----- Ausgewählter Text -----

Mehr als drei Milliarden Euro lässt sich die Bundesregierung das sogenannte Qualifizierungsgeld kosten. Seit 1. April 2024 kann es ausbezahlt werden und soll Mitarbeiter bei ihrer Weiterbildung unterstützen. Bedingt durch den rasanten Strukturwandel, insbesondere aufgrund der Digitalisierung und des angestrebten Ziels der Klimaneutralität, ändern sich in vielen Branchen die Aufgabengebiete. Dadurch fallen einige Jobs weg, andere entstehen. Damit Beschäftigten und Betriebe besser gewappnet sind, soll das Qualifizierungsgeld den Weg zur Weiterbildung vereinfachen.
Fast alle Branchen und Betriebe sind in den Auswirkungen, wenn auch sehr unterschiedlich, betroffen.
Eine Sprecherin des Bundesministeriums für Arbeit und Soziales
„Fast alle Branchen und Betriebe sind in den Auswirkungen, wenn auch sehr unterschiedlich, betroffen. Insofern ist keine Beschränkung des Qualifizierungsgeldes auf ein Anwendungsfeld vorgesehen“, so eine Sprecherin des Bundesministeriums für Arbeit und Soziales. Neben der Automobilbranche inklusive all ihrer Zulieferer seien vor allem energieintensive Industrien wie die Glasherstellung oder die Metallbearbeitung zu nennen. Aber auch über die Industrie hinaus, etwa im Verlags-, Bank- oder Versicherungswesen, ließe sich ein deutlicher Strukturwandel erkennen.
60 Prozent des Nettogehaltes
Ähnlich wie beim Kurzarbeitergeld – und daran orientiere sich auch die Berechnung – ist das Qualifizierungsgeld als Lohnersatz zu verstehen. Es beträgt 60 Prozent des Nettogehaltes, bei Angestellten mit Kindern sind es 67 Prozent. Wichtig für das Verständnis: Arbeitnehmer bekommen während ihrer Weiterbildung das Qualifizierungsgeld von der Arbeitsagentur statt des normalen Gehaltes. „Arbeitgeber können den Betrag natürlich aufstocken, wenn sie mögen“, wird Irmgard Pirkl von der Bundesagentur für Arbeit im ZDF zitiert. „Das Unternehmen zahlt die Fortbildung und investiert damit in die Arbeitskräfte.“ Aber: Mitarbeiter müssen einer Weiterbildung immer erst zustimmen!

----- Quellenmaterial -----

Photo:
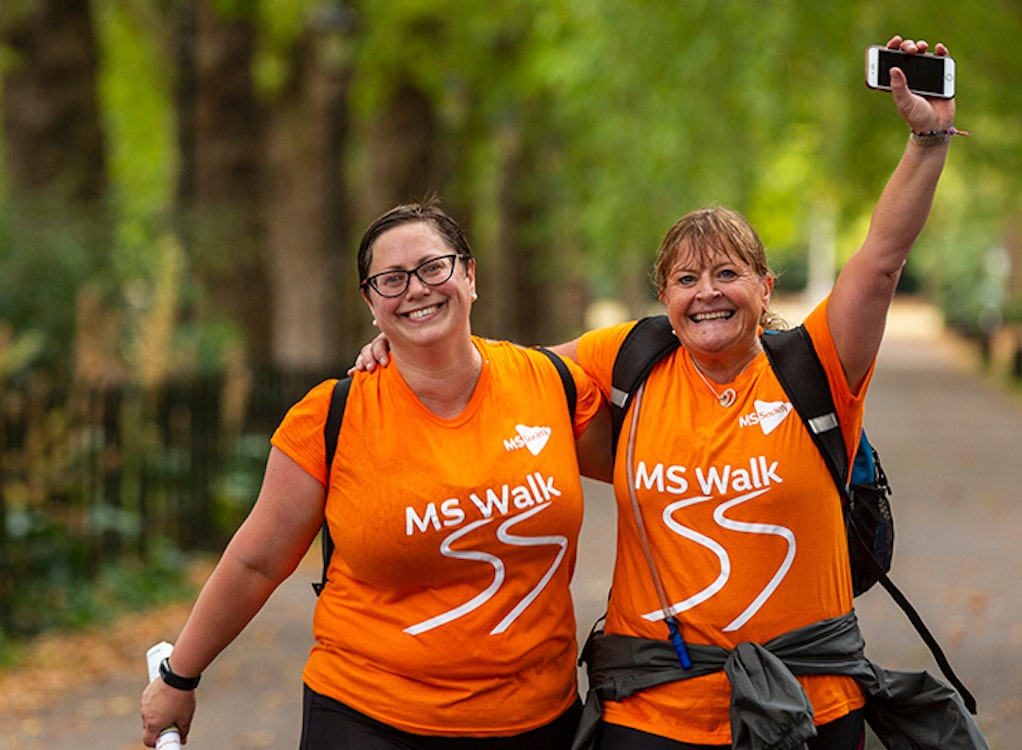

-----

Ziel
Ändern Sie im Text zum Qualifizierungsgeld die Passage von "Mehr als drei" bis "zur Weiterbildung vereinfachen." so ab, dass "Digitalisierung" durch "Automatisierung" ersetzt ist, und geben Sie sie vollständig aus.

Musterlösung
Mehr als drei Milliarden Euro lässt sich die Bundesregierung das sogenannte Qualifizierungsgeld kosten. Seit 1. April 2024 kann es ausbezahlt werden und soll Mitarbeiter bei ihrer Weiterbildung unterstützen. Bedingt durch den rasanten Strukturwandel, insbesondere aufgrund der Automatisierung und des angestrebten Ziels der Klimaneutralität, ändern sich in vielen Branchen die Aufgabengebiete. Dadurch fallen einige Jobs weg, andere entstehen. Damit Beschäftigten und Betriebe besser gewappnet sind, soll das Qualifizierungsgeld den Weg zur Weiterbildung vereinfachen.